## Given passage
Well, difficult thing again. It seems as if there are different things
called "morel". A potatorelative with the botanical name "Solanum dulcamare"
which is poisonous too. It is a kind of lian and has violet flowers.

The plant I meant is something we call "stenmurkla", botanical name
Gyromitra esculenta. It became illegal to sell or serve it to the public in
1996 when we entered the European Union. The people of northern Sweden are
quite troubbled with respiratory diseases, allergies and earlier on cancer
in the stomach. In spite of the fact that this mushroom that I am talking of
is lethal if not dehydrated or boiled many times before eating, no one seems
to have considered it the cause of some of the bad health in northern
Sweden. I guess this is because it is thought of as a delicacy. It is brown,
very wrinkled and looks a bit like a human brain. You can find it early in
june-july, not in the autumn like most other mushrooms.

In my Collins dictionary it says about morel: "Any edibel "saprotrophic
ascomycetous fungus" of the genus Morchella in which the mushroom has a
pitted cap, order Pezizalis." This is obviously something else.

I must admit that I am myself a bit scared of mushrooms that have been
picked by experts on mushrooms. The reason is that I have never heard of a
mushroom poisoning accent that had not had the aid of an expert.

## Exercise goal
Please copy the passage about morels above in full, word for word.

## Stored data entries
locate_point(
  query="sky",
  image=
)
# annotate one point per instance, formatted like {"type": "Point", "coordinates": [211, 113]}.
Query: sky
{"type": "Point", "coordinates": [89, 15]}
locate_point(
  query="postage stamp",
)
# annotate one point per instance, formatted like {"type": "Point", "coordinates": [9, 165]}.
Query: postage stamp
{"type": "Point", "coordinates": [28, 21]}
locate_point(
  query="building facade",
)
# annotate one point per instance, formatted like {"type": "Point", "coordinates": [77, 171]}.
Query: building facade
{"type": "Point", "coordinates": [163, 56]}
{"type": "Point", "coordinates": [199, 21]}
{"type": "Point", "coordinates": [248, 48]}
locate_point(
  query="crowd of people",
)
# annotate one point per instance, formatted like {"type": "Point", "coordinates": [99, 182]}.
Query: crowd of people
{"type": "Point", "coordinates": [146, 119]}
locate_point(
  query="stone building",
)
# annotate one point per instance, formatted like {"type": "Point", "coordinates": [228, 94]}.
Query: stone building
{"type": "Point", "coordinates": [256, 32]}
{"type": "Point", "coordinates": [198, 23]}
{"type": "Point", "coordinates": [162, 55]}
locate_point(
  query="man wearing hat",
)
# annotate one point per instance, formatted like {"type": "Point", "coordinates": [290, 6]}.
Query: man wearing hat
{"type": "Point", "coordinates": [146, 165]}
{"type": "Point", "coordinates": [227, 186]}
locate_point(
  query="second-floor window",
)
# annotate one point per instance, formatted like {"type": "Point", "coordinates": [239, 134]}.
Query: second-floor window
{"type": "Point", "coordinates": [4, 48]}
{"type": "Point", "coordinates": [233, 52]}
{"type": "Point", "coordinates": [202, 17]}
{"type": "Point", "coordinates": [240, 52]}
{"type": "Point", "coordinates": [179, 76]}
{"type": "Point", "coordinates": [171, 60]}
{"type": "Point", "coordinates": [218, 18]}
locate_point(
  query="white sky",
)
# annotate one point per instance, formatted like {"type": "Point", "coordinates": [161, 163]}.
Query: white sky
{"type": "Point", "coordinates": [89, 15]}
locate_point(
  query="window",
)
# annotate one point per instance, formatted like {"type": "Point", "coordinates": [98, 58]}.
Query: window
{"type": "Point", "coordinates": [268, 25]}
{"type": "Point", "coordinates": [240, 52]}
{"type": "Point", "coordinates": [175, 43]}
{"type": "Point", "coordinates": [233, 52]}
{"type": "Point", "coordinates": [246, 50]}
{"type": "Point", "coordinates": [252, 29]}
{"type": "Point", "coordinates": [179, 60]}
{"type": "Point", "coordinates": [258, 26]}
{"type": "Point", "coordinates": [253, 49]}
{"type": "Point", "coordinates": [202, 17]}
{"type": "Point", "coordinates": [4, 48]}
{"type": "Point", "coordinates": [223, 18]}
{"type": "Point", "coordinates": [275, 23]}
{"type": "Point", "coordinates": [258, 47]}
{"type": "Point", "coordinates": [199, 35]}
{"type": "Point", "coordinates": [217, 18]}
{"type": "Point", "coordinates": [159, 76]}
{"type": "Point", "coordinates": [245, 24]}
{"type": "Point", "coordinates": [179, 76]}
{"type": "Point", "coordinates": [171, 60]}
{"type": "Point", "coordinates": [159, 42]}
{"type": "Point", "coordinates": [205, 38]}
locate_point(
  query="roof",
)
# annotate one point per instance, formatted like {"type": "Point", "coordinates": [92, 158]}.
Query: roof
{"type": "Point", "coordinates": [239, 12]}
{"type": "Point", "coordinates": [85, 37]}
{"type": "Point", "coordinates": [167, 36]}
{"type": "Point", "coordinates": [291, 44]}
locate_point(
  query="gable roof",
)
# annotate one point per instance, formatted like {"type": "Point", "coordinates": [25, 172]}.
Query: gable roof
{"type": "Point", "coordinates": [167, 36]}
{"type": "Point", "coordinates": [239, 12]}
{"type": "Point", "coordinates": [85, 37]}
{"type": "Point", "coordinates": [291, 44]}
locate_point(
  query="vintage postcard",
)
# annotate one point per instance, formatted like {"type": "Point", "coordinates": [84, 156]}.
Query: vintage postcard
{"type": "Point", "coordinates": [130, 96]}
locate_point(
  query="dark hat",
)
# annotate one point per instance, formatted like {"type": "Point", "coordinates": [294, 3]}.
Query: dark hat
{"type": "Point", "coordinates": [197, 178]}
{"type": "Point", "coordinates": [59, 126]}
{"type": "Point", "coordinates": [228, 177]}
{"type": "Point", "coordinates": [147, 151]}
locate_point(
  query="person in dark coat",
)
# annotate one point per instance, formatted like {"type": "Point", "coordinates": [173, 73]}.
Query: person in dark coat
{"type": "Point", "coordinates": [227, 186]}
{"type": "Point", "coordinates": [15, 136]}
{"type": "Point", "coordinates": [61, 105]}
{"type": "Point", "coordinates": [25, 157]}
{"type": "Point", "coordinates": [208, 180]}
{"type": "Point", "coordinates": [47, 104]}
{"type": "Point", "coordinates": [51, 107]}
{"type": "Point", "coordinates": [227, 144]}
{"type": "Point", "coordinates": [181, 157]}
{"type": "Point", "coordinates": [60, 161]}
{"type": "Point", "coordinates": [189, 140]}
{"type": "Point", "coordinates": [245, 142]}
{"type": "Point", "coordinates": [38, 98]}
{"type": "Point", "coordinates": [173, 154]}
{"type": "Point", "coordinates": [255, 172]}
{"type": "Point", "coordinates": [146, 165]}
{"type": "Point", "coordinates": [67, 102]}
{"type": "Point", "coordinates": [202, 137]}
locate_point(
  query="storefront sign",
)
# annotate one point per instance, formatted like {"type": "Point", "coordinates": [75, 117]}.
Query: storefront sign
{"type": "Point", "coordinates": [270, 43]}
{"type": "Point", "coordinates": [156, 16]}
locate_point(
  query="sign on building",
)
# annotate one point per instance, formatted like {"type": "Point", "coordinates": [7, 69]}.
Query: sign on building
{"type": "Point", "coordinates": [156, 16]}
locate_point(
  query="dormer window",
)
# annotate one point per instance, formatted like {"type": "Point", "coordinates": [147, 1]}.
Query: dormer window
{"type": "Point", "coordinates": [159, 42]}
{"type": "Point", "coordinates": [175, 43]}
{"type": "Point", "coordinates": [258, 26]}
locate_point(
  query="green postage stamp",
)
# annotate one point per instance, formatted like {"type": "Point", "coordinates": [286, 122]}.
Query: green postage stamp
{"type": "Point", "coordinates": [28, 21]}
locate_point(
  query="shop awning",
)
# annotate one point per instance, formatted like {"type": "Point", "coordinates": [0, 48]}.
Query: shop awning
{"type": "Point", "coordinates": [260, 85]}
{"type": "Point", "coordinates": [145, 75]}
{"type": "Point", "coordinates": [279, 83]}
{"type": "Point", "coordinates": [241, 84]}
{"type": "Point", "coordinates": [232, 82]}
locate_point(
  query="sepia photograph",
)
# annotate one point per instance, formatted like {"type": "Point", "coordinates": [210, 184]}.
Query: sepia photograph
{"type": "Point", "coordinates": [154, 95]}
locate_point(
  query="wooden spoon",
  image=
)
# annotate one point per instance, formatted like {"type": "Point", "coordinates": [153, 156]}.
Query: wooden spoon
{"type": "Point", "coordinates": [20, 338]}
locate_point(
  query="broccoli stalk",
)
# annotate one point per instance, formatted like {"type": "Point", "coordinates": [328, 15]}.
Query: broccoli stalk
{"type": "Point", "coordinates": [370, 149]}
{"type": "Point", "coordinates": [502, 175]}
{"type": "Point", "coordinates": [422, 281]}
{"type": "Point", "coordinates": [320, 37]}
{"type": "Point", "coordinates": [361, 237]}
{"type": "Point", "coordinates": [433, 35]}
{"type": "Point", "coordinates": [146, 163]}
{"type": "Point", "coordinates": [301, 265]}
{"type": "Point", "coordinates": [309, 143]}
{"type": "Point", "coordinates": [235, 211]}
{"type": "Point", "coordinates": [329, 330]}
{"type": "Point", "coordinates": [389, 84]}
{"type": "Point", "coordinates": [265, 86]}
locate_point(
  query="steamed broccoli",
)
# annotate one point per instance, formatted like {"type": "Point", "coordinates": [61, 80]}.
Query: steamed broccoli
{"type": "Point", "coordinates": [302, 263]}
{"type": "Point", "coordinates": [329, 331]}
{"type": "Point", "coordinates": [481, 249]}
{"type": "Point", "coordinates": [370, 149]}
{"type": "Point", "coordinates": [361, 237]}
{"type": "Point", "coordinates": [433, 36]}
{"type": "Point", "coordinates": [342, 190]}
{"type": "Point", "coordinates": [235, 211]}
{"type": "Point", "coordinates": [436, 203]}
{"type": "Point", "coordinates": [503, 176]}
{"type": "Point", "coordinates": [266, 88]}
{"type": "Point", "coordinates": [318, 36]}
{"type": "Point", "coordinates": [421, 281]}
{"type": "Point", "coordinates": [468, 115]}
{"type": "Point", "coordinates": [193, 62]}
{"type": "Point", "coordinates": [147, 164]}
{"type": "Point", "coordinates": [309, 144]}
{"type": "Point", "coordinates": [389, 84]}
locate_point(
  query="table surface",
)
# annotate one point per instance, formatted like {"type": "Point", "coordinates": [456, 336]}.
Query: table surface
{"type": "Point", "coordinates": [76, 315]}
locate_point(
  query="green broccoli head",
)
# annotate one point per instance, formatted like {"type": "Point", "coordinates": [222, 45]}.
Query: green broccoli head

## Output for this task
Well, difficult thing again. It seems as if there are different things
called "morel". A potatorelative with the botanical name "Solanum dulcamare"
which is poisonous too. It is a kind of lian and has violet flowers.

The plant I meant is something we call "stenmurkla", botanical name
Gyromitra esculenta. It became illegal to sell or serve it to the public in
1996 when we entered the European Union. The people of northern Sweden are
quite troubbled with respiratory diseases, allergies and earlier on cancer
in the stomach. In spite of the fact that this mushroom that I am talking of
is lethal if not dehydrated or boiled many times before eating, no one seems
to have considered it the cause of some of the bad health in northern
Sweden. I guess this is because it is thought of as a delicacy. It is brown,
very wrinkled and looks a bit like a human brain. You can find it early in
june-july, not in the autumn like most other mushrooms.

In my Collins dictionary it says about morel: "Any edibel "saprotrophic
ascomycetous fungus" of the genus Morchella in which the mushroom has a
pitted cap, order Pezizalis." This is obviously something else.

I must admit that I am myself a bit scared of mushrooms that have been
picked by experts on mushrooms. The reason is that I have never heard of a
mushroom poisoning accent that had not had the aid of an expert.